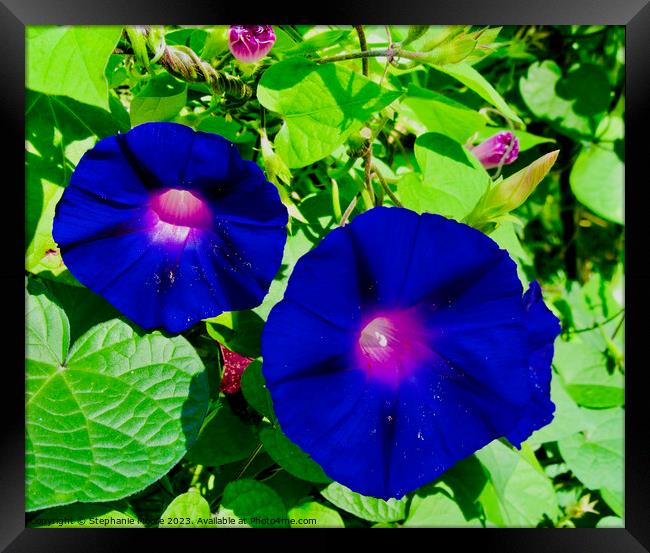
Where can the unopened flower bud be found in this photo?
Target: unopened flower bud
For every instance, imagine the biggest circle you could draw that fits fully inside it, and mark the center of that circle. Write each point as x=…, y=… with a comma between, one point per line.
x=502, y=146
x=233, y=368
x=250, y=43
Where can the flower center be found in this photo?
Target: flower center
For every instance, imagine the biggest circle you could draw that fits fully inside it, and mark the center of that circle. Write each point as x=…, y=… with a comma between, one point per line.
x=181, y=208
x=391, y=346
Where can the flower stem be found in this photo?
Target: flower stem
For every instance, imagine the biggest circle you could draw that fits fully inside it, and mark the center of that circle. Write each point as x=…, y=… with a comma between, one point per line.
x=249, y=461
x=380, y=53
x=363, y=44
x=385, y=187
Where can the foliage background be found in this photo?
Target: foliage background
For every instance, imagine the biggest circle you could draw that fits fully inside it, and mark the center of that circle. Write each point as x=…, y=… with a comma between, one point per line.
x=143, y=451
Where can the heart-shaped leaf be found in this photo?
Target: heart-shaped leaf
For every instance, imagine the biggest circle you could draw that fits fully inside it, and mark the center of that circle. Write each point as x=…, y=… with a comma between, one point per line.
x=108, y=416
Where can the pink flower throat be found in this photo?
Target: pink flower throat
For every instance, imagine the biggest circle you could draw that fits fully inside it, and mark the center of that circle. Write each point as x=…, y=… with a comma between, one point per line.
x=392, y=345
x=182, y=208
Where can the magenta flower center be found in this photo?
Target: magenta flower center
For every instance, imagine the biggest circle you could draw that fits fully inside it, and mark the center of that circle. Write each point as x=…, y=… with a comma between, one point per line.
x=181, y=208
x=392, y=345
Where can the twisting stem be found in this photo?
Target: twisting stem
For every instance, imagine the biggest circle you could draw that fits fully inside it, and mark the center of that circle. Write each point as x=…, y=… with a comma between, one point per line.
x=364, y=46
x=381, y=53
x=185, y=64
x=385, y=186
x=349, y=209
x=250, y=459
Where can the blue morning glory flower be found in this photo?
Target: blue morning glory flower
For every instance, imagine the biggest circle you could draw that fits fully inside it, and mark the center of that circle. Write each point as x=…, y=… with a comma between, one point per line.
x=171, y=226
x=403, y=344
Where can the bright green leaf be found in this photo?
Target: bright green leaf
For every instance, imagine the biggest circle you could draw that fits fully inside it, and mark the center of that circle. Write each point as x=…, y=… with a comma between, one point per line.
x=85, y=515
x=586, y=376
x=321, y=106
x=324, y=516
x=566, y=419
x=473, y=80
x=518, y=493
x=595, y=455
x=239, y=331
x=160, y=100
x=510, y=193
x=610, y=522
x=452, y=179
x=430, y=111
x=254, y=504
x=290, y=457
x=70, y=61
x=436, y=509
x=111, y=415
x=367, y=508
x=188, y=510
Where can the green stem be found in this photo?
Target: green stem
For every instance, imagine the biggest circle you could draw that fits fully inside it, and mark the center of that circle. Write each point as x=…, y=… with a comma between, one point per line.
x=195, y=477
x=336, y=200
x=381, y=53
x=250, y=459
x=364, y=46
x=385, y=187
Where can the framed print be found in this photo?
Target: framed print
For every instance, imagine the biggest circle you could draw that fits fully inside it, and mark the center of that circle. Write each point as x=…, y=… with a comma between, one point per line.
x=324, y=274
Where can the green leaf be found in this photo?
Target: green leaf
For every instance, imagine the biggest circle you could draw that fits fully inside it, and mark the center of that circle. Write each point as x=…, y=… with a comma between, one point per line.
x=610, y=522
x=595, y=455
x=160, y=100
x=573, y=104
x=290, y=457
x=70, y=61
x=253, y=387
x=614, y=500
x=231, y=130
x=452, y=179
x=321, y=106
x=436, y=509
x=296, y=246
x=85, y=515
x=464, y=482
x=367, y=508
x=223, y=439
x=510, y=193
x=473, y=80
x=585, y=374
x=239, y=331
x=108, y=416
x=518, y=493
x=311, y=510
x=567, y=417
x=188, y=510
x=58, y=131
x=429, y=111
x=254, y=504
x=597, y=180
x=83, y=307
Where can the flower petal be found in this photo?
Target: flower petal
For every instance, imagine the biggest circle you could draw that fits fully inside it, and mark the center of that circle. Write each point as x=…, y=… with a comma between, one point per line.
x=402, y=346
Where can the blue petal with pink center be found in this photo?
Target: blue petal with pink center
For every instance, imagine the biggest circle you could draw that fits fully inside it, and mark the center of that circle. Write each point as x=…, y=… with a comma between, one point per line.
x=171, y=226
x=404, y=343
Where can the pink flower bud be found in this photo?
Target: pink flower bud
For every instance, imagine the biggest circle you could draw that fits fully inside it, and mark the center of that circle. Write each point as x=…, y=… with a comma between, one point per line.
x=250, y=43
x=503, y=145
x=233, y=367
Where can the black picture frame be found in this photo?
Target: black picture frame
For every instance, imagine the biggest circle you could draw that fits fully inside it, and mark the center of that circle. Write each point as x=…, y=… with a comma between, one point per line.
x=634, y=14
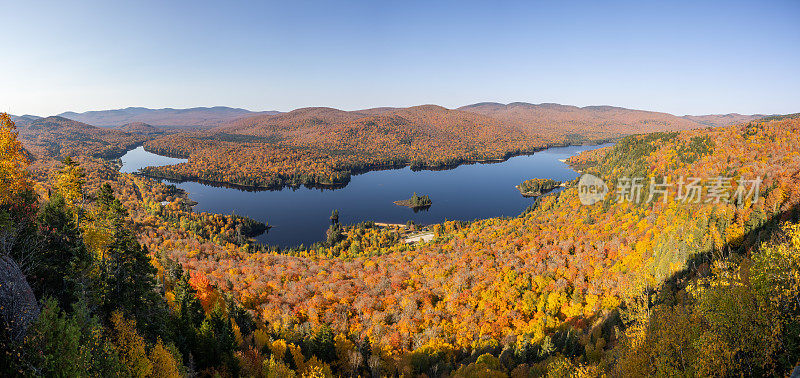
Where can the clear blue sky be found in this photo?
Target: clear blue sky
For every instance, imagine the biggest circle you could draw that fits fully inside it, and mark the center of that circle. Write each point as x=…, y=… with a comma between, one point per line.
x=690, y=57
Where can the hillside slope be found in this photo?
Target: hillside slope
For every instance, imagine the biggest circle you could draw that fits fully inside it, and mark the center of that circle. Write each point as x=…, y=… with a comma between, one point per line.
x=56, y=137
x=192, y=117
x=325, y=146
x=565, y=279
x=586, y=122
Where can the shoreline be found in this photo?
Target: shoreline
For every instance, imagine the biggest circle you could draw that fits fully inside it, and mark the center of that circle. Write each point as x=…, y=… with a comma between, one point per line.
x=356, y=172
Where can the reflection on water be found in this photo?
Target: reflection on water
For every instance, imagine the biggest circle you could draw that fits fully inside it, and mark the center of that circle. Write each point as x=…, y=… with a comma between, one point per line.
x=301, y=215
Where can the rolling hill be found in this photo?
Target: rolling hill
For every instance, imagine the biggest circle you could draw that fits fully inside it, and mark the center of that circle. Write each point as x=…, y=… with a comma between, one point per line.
x=57, y=137
x=589, y=121
x=716, y=120
x=193, y=117
x=140, y=128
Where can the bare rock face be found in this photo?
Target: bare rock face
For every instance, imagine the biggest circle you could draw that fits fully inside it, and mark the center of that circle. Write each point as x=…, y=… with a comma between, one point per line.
x=18, y=306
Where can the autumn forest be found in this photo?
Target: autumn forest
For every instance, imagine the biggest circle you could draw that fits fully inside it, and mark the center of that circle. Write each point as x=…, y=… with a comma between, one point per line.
x=105, y=273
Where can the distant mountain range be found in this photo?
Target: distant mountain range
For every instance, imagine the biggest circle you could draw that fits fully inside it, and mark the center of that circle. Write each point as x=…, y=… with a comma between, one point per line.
x=56, y=137
x=546, y=118
x=167, y=117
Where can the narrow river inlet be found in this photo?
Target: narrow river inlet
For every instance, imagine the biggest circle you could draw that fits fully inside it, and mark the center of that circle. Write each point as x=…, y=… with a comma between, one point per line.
x=301, y=216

**Exercise goal**
Please return, exactly as written, the lines from the first line of the records above through the line containing "Target: foliage background", both included, leaving out any pictures.

**Solution to this problem**
Where can the unopened flower bud be found in this photo?
Target: unopened flower bud
For every instance, imagine the biggest circle you could draw that fits fully inside it, and mark the center of that circle. Write each point as x=…, y=… with a comma between, one point per line.
x=502, y=146
x=233, y=368
x=250, y=43
Where can the flower center be found in this photo?
Target: flower center
For every instance, imagine the biggest circle you could draw that fits fully inside it, and mark the center of that circle. Write each point as x=…, y=… with a comma between, one point per line.
x=181, y=208
x=391, y=346
Where can the flower stem be found in this photo?
Target: flower stem
For every instance, imagine the biggest circle you could draw that fits fully inside it, and mark the center of that circle. Write each point as x=…, y=… with a comma between, one point per line.
x=249, y=461
x=380, y=53
x=363, y=44
x=385, y=187
Where can the foliage background be found in this photo?
Target: foliage background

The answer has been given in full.